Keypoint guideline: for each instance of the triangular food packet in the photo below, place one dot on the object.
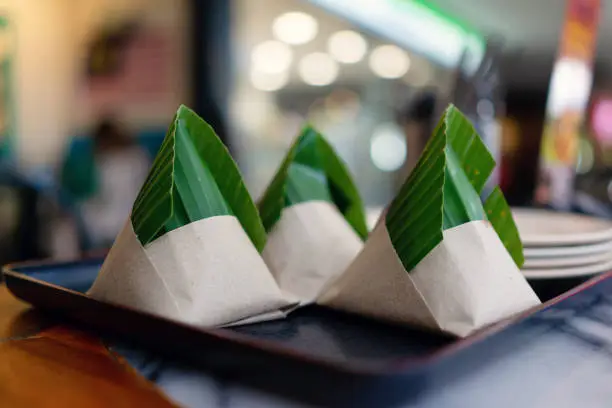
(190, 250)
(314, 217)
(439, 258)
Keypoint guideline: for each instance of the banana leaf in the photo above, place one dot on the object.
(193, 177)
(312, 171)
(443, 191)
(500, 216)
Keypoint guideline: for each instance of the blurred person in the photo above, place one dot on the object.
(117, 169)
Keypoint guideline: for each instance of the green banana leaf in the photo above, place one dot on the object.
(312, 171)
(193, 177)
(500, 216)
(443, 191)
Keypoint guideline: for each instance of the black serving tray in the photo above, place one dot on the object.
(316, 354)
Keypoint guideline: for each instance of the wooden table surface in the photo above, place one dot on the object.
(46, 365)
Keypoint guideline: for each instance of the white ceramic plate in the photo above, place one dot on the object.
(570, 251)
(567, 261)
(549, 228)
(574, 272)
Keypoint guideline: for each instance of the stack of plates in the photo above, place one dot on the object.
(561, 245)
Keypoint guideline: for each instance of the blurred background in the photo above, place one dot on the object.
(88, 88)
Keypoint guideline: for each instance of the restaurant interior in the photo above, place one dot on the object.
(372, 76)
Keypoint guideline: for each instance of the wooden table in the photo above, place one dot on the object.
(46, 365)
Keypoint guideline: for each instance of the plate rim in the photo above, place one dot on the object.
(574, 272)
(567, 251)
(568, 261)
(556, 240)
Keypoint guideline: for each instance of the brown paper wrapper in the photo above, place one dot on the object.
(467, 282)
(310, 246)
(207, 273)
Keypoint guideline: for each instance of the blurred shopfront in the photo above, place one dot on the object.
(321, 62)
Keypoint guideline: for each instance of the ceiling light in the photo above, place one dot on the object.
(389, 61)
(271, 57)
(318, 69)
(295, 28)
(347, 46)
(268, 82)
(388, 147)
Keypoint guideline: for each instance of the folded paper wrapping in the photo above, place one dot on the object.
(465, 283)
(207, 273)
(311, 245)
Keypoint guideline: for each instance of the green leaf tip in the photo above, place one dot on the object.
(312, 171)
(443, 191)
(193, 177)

┄┄┄┄┄┄┄┄┄┄

## Instructions to follow
Lay out all the lines above as a JSON list of strings, one string per line and no blank lines. Leave out the picture.

## Full response
[
  "Keypoint guideline: for each instance of the triangular food packet in the photo below, place one dot on the object.",
  "(190, 250)",
  "(314, 217)",
  "(439, 258)",
  "Keypoint guideline: for each instance of the banana leaf in the photo above, place one dot on the object.",
  "(193, 177)",
  "(312, 171)",
  "(443, 191)",
  "(500, 216)",
  "Keypoint guideline: for each instance of the blurred person in the photo above, place one dot on the object.",
  "(117, 169)",
  "Keypoint guideline: for each instance of the green banana leaf in the photo above, place one dot on the object.",
  "(312, 171)",
  "(193, 177)",
  "(500, 216)",
  "(443, 191)",
  "Keypoint guideline: for each instance of the black serving tray in the photo above, place one dot on the object.",
  "(316, 354)",
  "Keypoint guideline: for each instance of the wooden table surface in the photo above, place one dot on the object.",
  "(46, 365)",
  "Keypoint guideline: for each instance of the white ceramic plate in the photo above, place one dot on the object.",
  "(570, 251)",
  "(567, 261)",
  "(549, 228)",
  "(574, 272)",
  "Keypoint guideline: for each instance of the stack of plates in the photo above, place one dot on the object.",
  "(561, 245)",
  "Keypoint guideline: for each instance of the blurred background in the photo above, place one dot on the object.",
  "(88, 88)",
  "Keypoint guideline: for each instance of the restaurant interior in the photo above, place one dot on the object.",
  "(372, 76)",
  "Keypoint guideline: for each instance of the wooden table in the photo above, place one dot on the object.",
  "(46, 365)",
  "Keypoint guideline: for each instance of the plate rim in the photo above, place one dot on the object.",
  "(574, 272)",
  "(567, 251)",
  "(568, 261)",
  "(556, 240)",
  "Keypoint guideline: for each instance of the brown paper wrapper in the photo above, place one dot on the object.",
  "(467, 282)",
  "(310, 246)",
  "(207, 273)",
  "Keypoint guideline: for each instance of the blurred shopfront in the photo above, place one dot on the object.",
  "(321, 62)",
  "Keypoint guideline: for each instance of the ceiling light in the photo above, place one dot on the object.",
  "(389, 61)",
  "(271, 57)",
  "(318, 69)",
  "(295, 28)",
  "(347, 46)",
  "(268, 82)",
  "(388, 147)",
  "Keypoint guideline: for each instance of the folded paper wrapping in the photo above, place one dot on the object.",
  "(465, 283)",
  "(207, 273)",
  "(311, 245)",
  "Keypoint guideline: for each instance of the green leaf tip in the photo above, place one dot on the object.",
  "(312, 171)",
  "(443, 191)",
  "(193, 177)"
]